[Problem]
Output the entries below as a two-column CSV with the header label_text,polygons. Give one row per entry, with the entry's text in label_text and its polygon answer in polygons, each in a single quoted field with line breaks turned into spaces and the pictures left out.
+++ Dataset records
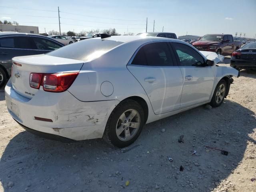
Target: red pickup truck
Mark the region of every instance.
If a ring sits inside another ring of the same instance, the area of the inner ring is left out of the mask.
[[[216,52],[226,56],[231,55],[234,51],[239,49],[242,42],[234,41],[232,35],[210,34],[205,35],[192,45],[200,51]]]

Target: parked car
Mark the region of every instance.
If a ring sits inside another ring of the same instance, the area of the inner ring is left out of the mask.
[[[49,35],[47,36],[47,37],[50,38],[52,38],[54,39],[54,40],[58,41],[65,45],[71,44],[76,42],[74,39],[68,39],[64,36],[61,36],[60,35]]]
[[[256,43],[246,44],[233,52],[230,66],[238,70],[256,69]]]
[[[165,37],[171,39],[177,39],[176,34],[174,33],[166,33],[164,32],[147,32],[146,33],[141,33],[137,35],[143,36],[152,36],[153,37]]]
[[[5,85],[11,76],[12,58],[46,53],[64,46],[42,35],[0,32],[0,88]]]
[[[107,37],[13,58],[5,91],[15,120],[52,139],[103,137],[124,147],[145,124],[207,103],[219,106],[231,77],[238,76],[180,40]]]
[[[192,45],[199,50],[216,52],[228,56],[240,48],[242,42],[234,41],[232,35],[210,34],[205,35]]]

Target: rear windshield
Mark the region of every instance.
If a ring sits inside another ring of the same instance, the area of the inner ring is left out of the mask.
[[[122,42],[101,39],[85,39],[64,46],[47,55],[89,61],[100,57]]]
[[[218,35],[206,35],[200,40],[200,41],[212,41],[220,42],[223,36]]]
[[[256,43],[246,44],[242,48],[242,49],[256,49]]]

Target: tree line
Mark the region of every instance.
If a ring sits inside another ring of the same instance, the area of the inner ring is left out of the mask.
[[[100,30],[99,29],[92,29],[90,31],[86,31],[83,30],[78,33],[76,33],[72,31],[68,31],[68,32],[63,32],[61,33],[61,35],[64,36],[86,36],[88,34],[98,34],[99,33],[104,33],[112,36],[121,35],[116,31],[115,28],[110,28],[108,29],[103,29]],[[57,31],[52,30],[48,32],[48,34],[50,35],[59,35],[60,33]],[[129,33],[127,34],[128,35],[133,35],[133,33]]]
[[[0,24],[7,24],[8,25],[19,25],[19,23],[16,21],[14,21],[13,22],[10,21],[8,21],[7,20],[4,20],[3,22],[0,20]]]

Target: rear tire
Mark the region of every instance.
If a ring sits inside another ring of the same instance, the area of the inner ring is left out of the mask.
[[[227,83],[226,81],[222,79],[216,86],[213,93],[212,100],[210,104],[212,107],[217,107],[220,106],[224,100],[227,91]]]
[[[7,82],[7,76],[4,70],[0,68],[0,89],[4,86]]]
[[[103,138],[116,147],[122,148],[128,146],[140,134],[145,124],[144,119],[144,112],[140,105],[131,99],[125,100],[111,113]]]

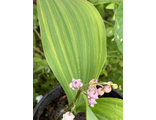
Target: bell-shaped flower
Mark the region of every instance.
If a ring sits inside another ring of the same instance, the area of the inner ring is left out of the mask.
[[[111,90],[112,90],[112,88],[111,88],[110,85],[109,86],[105,86],[105,88],[104,88],[105,93],[110,93]]]
[[[97,99],[98,98],[98,93],[97,93],[97,90],[94,91],[87,91],[88,92],[88,98],[92,98],[92,99]]]
[[[88,98],[88,104],[89,104],[91,107],[94,107],[94,104],[97,104],[97,102],[95,101],[95,99],[90,99],[90,98]]]
[[[72,82],[69,84],[69,86],[75,90],[79,90],[80,87],[83,86],[83,83],[81,82],[81,79],[73,79]]]
[[[97,93],[98,93],[98,95],[102,96],[102,95],[104,95],[105,91],[103,88],[100,87],[97,89]]]
[[[42,97],[43,97],[42,95],[36,97],[37,103],[42,99]]]

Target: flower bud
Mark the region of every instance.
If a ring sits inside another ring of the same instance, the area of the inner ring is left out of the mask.
[[[112,90],[111,86],[105,86],[104,91],[105,93],[110,93],[110,91]]]
[[[89,104],[91,107],[94,107],[94,104],[97,104],[97,102],[95,101],[95,99],[90,99],[90,98],[88,98],[88,104]]]
[[[98,98],[98,93],[97,93],[97,90],[96,92],[95,91],[87,91],[88,92],[88,98],[92,98],[92,99],[97,99]]]
[[[42,99],[42,97],[43,97],[42,95],[36,97],[37,103]]]
[[[100,95],[100,96],[104,95],[104,89],[103,89],[103,88],[98,88],[98,89],[97,89],[97,93],[98,93],[98,95]]]
[[[117,88],[118,88],[118,85],[117,85],[117,84],[112,84],[112,87],[113,87],[114,89],[117,89]]]

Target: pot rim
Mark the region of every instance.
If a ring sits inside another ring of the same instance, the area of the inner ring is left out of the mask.
[[[53,87],[51,90],[49,90],[49,92],[47,92],[47,93],[43,96],[43,98],[39,101],[39,103],[36,104],[35,108],[33,109],[33,118],[34,118],[34,116],[35,116],[35,114],[36,114],[36,111],[38,110],[38,107],[40,106],[40,104],[46,99],[46,97],[49,96],[49,94],[51,94],[53,91],[55,91],[55,90],[58,89],[59,87],[61,87],[61,85],[57,85],[57,86]],[[63,88],[62,88],[62,89],[63,89]],[[119,97],[120,97],[119,99],[123,99],[123,94],[121,94],[119,91],[117,91],[117,90],[115,90],[115,89],[113,89],[113,88],[112,88],[112,91],[115,92],[115,93],[117,93],[117,94],[119,95]]]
++++++
[Solution]
label_text,polygons
"Target: red pickup truck Mark the region of every instance. If a ring sits inside another ring of the same instance, the area of the inner ring is left out of the mask.","[[[216,52],[226,56],[231,55],[234,51],[239,49],[242,42],[234,41],[232,35],[210,34],[205,35],[192,45],[200,51]]]"
"Target: parked car Mark the region of every instance. If a ring sits inside another ring of the same instance, the area of the inner ring is left out of the mask.","[[[49,35],[47,36],[47,37],[50,38],[52,38],[54,39],[54,40],[58,41],[65,45],[71,44],[76,42],[74,39],[68,39],[64,36],[61,36],[60,35]]] [[[256,43],[246,44],[233,52],[230,66],[238,70],[256,69]]] [[[165,37],[171,39],[177,39],[176,34],[174,33],[166,33],[164,32],[147,32],[146,33],[141,33],[137,35],[143,36],[152,36],[153,37]]] [[[5,85],[11,76],[12,58],[46,53],[64,46],[42,35],[0,32],[0,88]]] [[[107,37],[13,58],[5,91],[15,120],[52,139],[103,137],[124,147],[145,124],[207,103],[219,106],[231,77],[238,76],[180,40]]] [[[192,45],[199,50],[216,52],[228,56],[240,48],[242,42],[234,41],[232,35],[210,34],[205,35]]]"
"Target: rear windshield Mark the region of every instance. If a ring sits inside another ring of the same instance, the area of the inner ring is left out of the mask.","[[[122,42],[101,39],[85,39],[64,46],[47,55],[89,61],[100,57]]] [[[218,35],[206,35],[200,40],[200,41],[212,41],[220,42],[223,36]]] [[[256,43],[246,44],[242,48],[242,49],[256,49]]]"
"Target: tree line Mark the region of every instance. If a ring sits inside another ring of the same instance, the area of the inner ring is left out of the mask.","[[[100,30],[99,29],[92,29],[90,31],[86,31],[83,30],[78,33],[76,33],[72,31],[68,31],[68,32],[63,32],[61,33],[61,35],[64,36],[86,36],[88,34],[98,34],[99,33],[104,33],[112,36],[121,35],[116,31],[115,28],[110,28],[108,29],[103,29]],[[57,31],[52,30],[48,32],[48,34],[50,35],[59,35],[60,33]],[[129,33],[127,34],[128,35],[133,35],[133,33]]] [[[0,24],[7,24],[8,25],[19,25],[19,23],[16,21],[14,21],[13,22],[10,21],[8,21],[7,20],[4,20],[3,22],[0,20]]]"
"Target: rear tire Mark the region of every instance. If a ring sits inside another ring of the same instance, the area of the inner ring is left out of the mask.","[[[227,83],[226,81],[222,79],[216,86],[213,93],[212,100],[210,104],[212,107],[217,107],[220,106],[224,100],[227,91]]] [[[7,82],[7,76],[4,70],[0,68],[0,89],[4,86]]] [[[103,138],[116,147],[122,148],[128,146],[140,134],[145,124],[144,119],[144,112],[140,105],[131,99],[125,100],[111,113]]]"
"Target: bell-shaped flower Mark the region of every instance. If a ring sits inside another ring of the same instance, the area of the inner ring is left out of the mask.","[[[111,90],[112,90],[112,88],[111,88],[110,85],[109,86],[105,86],[105,88],[104,88],[105,93],[110,93]]] [[[97,99],[98,98],[98,93],[97,93],[97,90],[94,91],[87,91],[88,92],[88,98],[92,98],[92,99]]] [[[88,98],[88,104],[89,104],[91,107],[94,107],[94,104],[97,104],[97,102],[95,101],[95,99],[90,99],[90,98]]] [[[72,82],[69,84],[69,86],[75,90],[79,90],[80,87],[83,86],[83,83],[81,82],[81,79],[73,79]]] [[[97,93],[98,93],[98,95],[102,96],[102,95],[104,95],[105,91],[103,88],[100,87],[97,89]]] [[[42,97],[43,97],[42,95],[36,97],[37,103],[42,99]]]"
"Target: flower bud Mark the region of every instance. If a ring sits inside another ring of the same instance, the area of the inner ring is left out of the mask.","[[[112,90],[111,86],[105,86],[104,91],[105,93],[110,93],[110,91]]] [[[89,104],[91,107],[94,107],[94,104],[97,104],[97,102],[95,101],[95,99],[90,99],[90,98],[88,98],[88,104]]] [[[98,98],[98,93],[97,93],[97,90],[96,92],[95,91],[87,91],[88,92],[88,98],[92,98],[92,99],[97,99]]] [[[42,99],[42,97],[43,97],[42,95],[36,97],[37,103]]] [[[100,95],[100,96],[104,95],[104,89],[103,89],[103,88],[98,88],[98,89],[97,89],[97,93],[98,93],[98,95]]] [[[117,88],[118,88],[118,85],[117,85],[117,84],[112,84],[112,87],[113,87],[114,89],[117,89]]]"
"Target: pot rim Mark the region of every instance. If a ring sits inside another ring of the same instance, the area of the inner ring is left out of the mask.","[[[53,87],[51,90],[49,90],[49,92],[47,92],[47,93],[43,96],[43,98],[39,101],[39,103],[36,104],[35,108],[33,109],[33,118],[34,118],[34,116],[35,116],[35,114],[36,114],[36,111],[38,110],[38,107],[40,106],[40,104],[46,99],[46,97],[49,96],[49,94],[51,94],[53,91],[55,91],[55,90],[58,89],[59,87],[61,87],[61,85],[57,85],[57,86]],[[63,88],[62,88],[62,89],[63,89]],[[119,97],[120,97],[119,99],[123,99],[123,94],[121,94],[119,91],[117,91],[117,90],[115,90],[115,89],[113,89],[113,88],[112,88],[112,91],[115,92],[115,93],[117,93],[117,94],[119,95]]]"